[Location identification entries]
* Begin *
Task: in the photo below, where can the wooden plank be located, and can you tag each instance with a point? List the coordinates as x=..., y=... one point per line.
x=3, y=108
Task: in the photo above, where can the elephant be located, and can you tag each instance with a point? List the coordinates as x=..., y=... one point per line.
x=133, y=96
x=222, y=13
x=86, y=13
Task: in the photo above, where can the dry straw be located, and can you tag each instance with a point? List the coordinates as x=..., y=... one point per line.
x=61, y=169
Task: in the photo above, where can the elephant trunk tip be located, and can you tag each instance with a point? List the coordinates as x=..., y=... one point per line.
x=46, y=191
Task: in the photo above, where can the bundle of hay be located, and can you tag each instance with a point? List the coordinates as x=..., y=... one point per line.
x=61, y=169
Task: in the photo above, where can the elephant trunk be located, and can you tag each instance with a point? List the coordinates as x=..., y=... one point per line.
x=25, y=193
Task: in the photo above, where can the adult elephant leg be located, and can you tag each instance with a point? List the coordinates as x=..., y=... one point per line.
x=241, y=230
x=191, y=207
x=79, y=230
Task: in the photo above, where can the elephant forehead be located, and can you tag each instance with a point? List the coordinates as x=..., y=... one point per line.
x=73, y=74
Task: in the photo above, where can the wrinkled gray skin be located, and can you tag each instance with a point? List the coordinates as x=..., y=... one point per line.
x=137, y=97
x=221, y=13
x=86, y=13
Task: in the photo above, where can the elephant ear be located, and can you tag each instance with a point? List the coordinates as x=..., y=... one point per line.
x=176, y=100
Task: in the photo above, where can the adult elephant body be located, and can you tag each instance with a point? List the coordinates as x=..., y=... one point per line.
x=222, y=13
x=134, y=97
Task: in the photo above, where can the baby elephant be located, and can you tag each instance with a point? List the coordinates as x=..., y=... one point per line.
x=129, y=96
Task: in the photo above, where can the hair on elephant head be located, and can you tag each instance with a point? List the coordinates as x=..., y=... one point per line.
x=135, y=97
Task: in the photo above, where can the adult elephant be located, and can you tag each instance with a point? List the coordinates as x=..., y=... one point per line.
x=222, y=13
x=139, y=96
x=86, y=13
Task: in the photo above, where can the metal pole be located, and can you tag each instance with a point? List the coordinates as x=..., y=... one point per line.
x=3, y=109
* End *
Exercise objective:
Reproduce every line of the material from the line containing "Task: in the photo above, where can the elephant trunk be" through the end of the material, both ends included, and shift each coordinate value by adding 108 to it.

Task result:
Task: in the photo above, where can the elephant trunk be located, and can you tag each instance with a point? List the coordinates as x=..., y=... one point per line.
x=133, y=301
Task: in the photo above, where can the adult elephant leg be located, and can you tag each instance with a point? List the coordinates as x=..., y=... one point per line.
x=349, y=338
x=299, y=315
x=187, y=338
Task: in the photo above, where can the elephant forehead be located, and can you tag each instance with a point? List the coordinates as x=..., y=... one point per line.
x=181, y=182
Task: in the photo above, where can the wrinkled gray skin be located, and can you tag each instance with a point? List the coordinates as x=..., y=... one point per line.
x=245, y=205
x=329, y=121
x=194, y=121
Task: in the photo above, where can the elephant ear be located, and can you tag each instance with a point? List the coordinates as x=..., y=... one point per line.
x=284, y=208
Task: in the photo above, where can the adult elephant body be located, and can you tag each instance with a point? List the coordinates as x=..., y=... one point per line.
x=330, y=121
x=242, y=205
Task: in the photo above, where can the baby elephant be located, and can you tag each instance with a point? List the coordinates as x=..., y=... one point per line.
x=237, y=204
Task: in the photo above, where can the hair on elephant head be located, and can you tag each instance with a point? List the coordinates as x=..., y=... one point per line.
x=243, y=205
Task: in the photo above, where can the adult elephant be located, and can you tag each instance with a point? List the coordinates as x=..., y=... one point per line.
x=330, y=121
x=247, y=204
x=194, y=121
Task: in the photo above, where can the metal pole be located, and can you tag each instance with a point? List the coordinates as x=..., y=... one point per line.
x=111, y=217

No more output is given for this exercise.